Estratto del testo
######

Ovviamente parliamo di cambiamenti avvenuti lentamente e ad opera di grandi personalità, elementi rari insomma: lo abbiam già accennato che in Giappone piace seguire le regole. no?
E difatti, tra le altre cose, giungeva lo stile pittorico Sumie (alcuni identificano il Suibokuga col Sumie, ma, in realtà, il Suibokuga è più un genere interno allo stile, secondo me): in Cina lo usavano per decorare con scenari locali e riportare in vita le loro leggende... e in Giappone fecero lo stesso.
Nel senso che anche in Giappone decoravano con scenari cinesi e con leggende cinesi.
In parole povere facevano delle fotocopie.

E d'altronde anche la letteratura inizialmente era questo: copiare e leggere testi cinesi o, nel caso si volesse creare qualcosa di nuovo, copiare un testo cinese comunque.

Poi, fortunatamente, prima uno e poi un altro (e poi basta), emersero artisti che decisero di staccarsi da tutto questo e generarono la loro ondata: un miracolo, se pensiamo che, anche al giorno d'oggi, dove le aziende non si sono ancora staccate dall'utilizzo del fax a favore dell'email e dove, al posto della firma digitale, quando vai negli uffici devi portarti dietro uno stampino ad inchiostro (hanko).

In ogni caso accadde e nel XIV secolo lo stile Sumie iniziò a dilagare per l'Impero, toccando il suol apice durante il Periodo Muramachi (1338/1573... da noi operava Leonardo Da Vinci, per capire il periodo).

 

La cosa che più mi affascina è che non si dipingeva solo sulla carta (e anche sulla carta ci sarebbe tantissimo da dire, vista l'affascinante storia, la creazione, la lavorazione e ancora i vari tipi e generi... ma non sarà questo il giorno!), ma un po' ovunque: sugli oggetti finanche sulle pareti.
Parlando di pareti nasce, quindi, il Fusumae, ovvero il "dipinto su Fusuma".

Se, sintetizzando e semplificando, una casa giapponese era composta, a livello di porte, finestre e pareti, da Shoji e Fusuma, potrebbe sembrare una costruzione ben banale, cosa che assolutamente non è.
Insomma, per parlare di una visita al museo mi sto perdendo in 5.000 argomenti, ma tutto è così interconnesso e tutte queste connessioni sono così interessanti che, per tagliar la testa al topo, diremo che lo Shoji è una pannello assai sottile, tenuto su grazie ad una ragnatela (a volte regolare, altre volte più "artistica") di sottili fasce di legno, mentre il Fusuma è quella che noi potremmo considerare una comune parete... solo che, essendo anche questa mobile, come il cugino Shoji, quindi che scorre su dei binari, ogni parete poteva esser porta o finestra.

######

Esercizio breve 1
Mostra, copiandole per intero, tutte le righe qui sotto che contengono la stringa "woman".

######

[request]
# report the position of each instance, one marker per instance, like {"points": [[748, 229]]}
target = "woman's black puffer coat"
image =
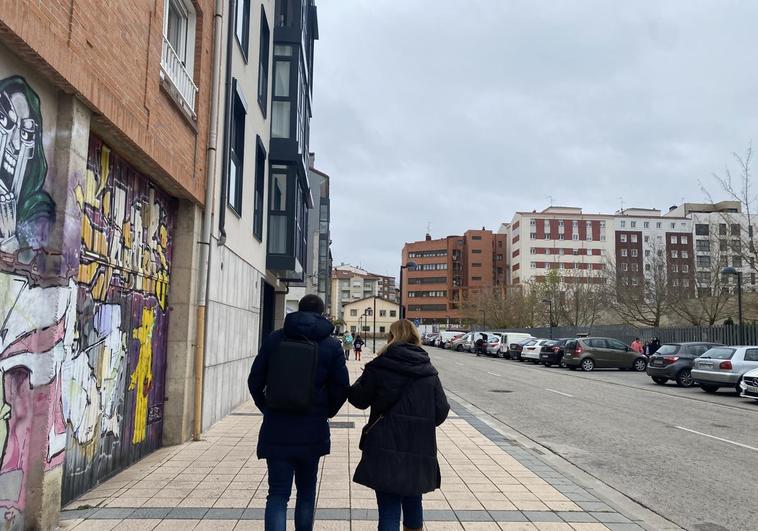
{"points": [[407, 404]]}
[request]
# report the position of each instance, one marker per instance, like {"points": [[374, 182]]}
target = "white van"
{"points": [[507, 339]]}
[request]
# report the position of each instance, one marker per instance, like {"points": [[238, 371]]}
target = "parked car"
{"points": [[504, 346], [724, 367], [552, 352], [673, 361], [532, 351], [515, 349], [446, 338], [470, 344], [588, 353], [749, 385]]}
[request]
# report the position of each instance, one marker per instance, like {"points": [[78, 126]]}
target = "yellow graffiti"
{"points": [[142, 377]]}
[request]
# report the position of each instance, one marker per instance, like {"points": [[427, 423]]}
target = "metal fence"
{"points": [[728, 335]]}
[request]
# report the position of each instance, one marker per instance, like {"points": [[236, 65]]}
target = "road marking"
{"points": [[559, 393], [718, 438]]}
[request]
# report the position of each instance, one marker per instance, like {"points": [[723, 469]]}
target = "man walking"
{"points": [[298, 381]]}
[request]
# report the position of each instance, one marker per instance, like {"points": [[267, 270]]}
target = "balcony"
{"points": [[173, 69]]}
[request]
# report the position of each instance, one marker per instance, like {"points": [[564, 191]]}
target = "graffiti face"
{"points": [[24, 205]]}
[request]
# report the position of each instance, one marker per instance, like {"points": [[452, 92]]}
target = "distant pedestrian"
{"points": [[347, 344], [298, 381], [399, 443], [358, 346], [637, 345]]}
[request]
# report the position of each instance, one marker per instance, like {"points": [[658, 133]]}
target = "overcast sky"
{"points": [[459, 113]]}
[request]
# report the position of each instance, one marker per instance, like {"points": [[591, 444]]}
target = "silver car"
{"points": [[724, 367]]}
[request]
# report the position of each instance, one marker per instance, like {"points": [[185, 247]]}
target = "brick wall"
{"points": [[109, 54]]}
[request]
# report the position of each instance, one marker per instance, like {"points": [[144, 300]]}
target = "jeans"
{"points": [[390, 506], [280, 474]]}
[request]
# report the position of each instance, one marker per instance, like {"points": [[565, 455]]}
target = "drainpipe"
{"points": [[227, 124], [205, 238]]}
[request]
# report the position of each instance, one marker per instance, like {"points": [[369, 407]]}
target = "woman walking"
{"points": [[399, 442], [347, 344], [358, 345]]}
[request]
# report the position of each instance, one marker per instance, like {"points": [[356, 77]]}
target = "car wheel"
{"points": [[684, 378]]}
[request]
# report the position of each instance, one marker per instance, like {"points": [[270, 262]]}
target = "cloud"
{"points": [[460, 113]]}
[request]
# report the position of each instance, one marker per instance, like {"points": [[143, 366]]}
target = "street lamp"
{"points": [[410, 265], [550, 315], [733, 271]]}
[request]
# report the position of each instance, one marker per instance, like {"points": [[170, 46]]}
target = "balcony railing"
{"points": [[173, 68]]}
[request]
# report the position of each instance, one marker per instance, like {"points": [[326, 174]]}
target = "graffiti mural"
{"points": [[114, 383], [37, 310], [26, 210]]}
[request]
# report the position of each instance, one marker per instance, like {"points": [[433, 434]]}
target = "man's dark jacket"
{"points": [[400, 449], [301, 436]]}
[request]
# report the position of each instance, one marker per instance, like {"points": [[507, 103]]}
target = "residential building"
{"points": [[450, 269], [103, 150], [722, 235], [244, 297], [350, 283], [566, 239], [645, 241], [370, 315], [319, 258]]}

######

Esercizio breve 2
Per favore, indica se ciascuna affermazione concorda con l'estratto sullo stile Sumie, rispondendo sì o no e citando le parole decisive: (a) lo stile Sumie iniziò a diffondersi nel XIV secolo; (b) si dipingeva soltanto sulla carta; (c) il Fusumae è il dipinto su Fusuma.

Risposta scritta 1
target = "woman's black puffer coat"
target = "woman walking"

Risposta scritta 2
(a) Sì: «nel XIV secolo lo stile Sumie iniziò a dilagare per l'Impero».
(b) No: «non si dipingeva solo sulla carta».
(c) Sì: «il Fusumae, ovvero il "dipinto su Fusuma"».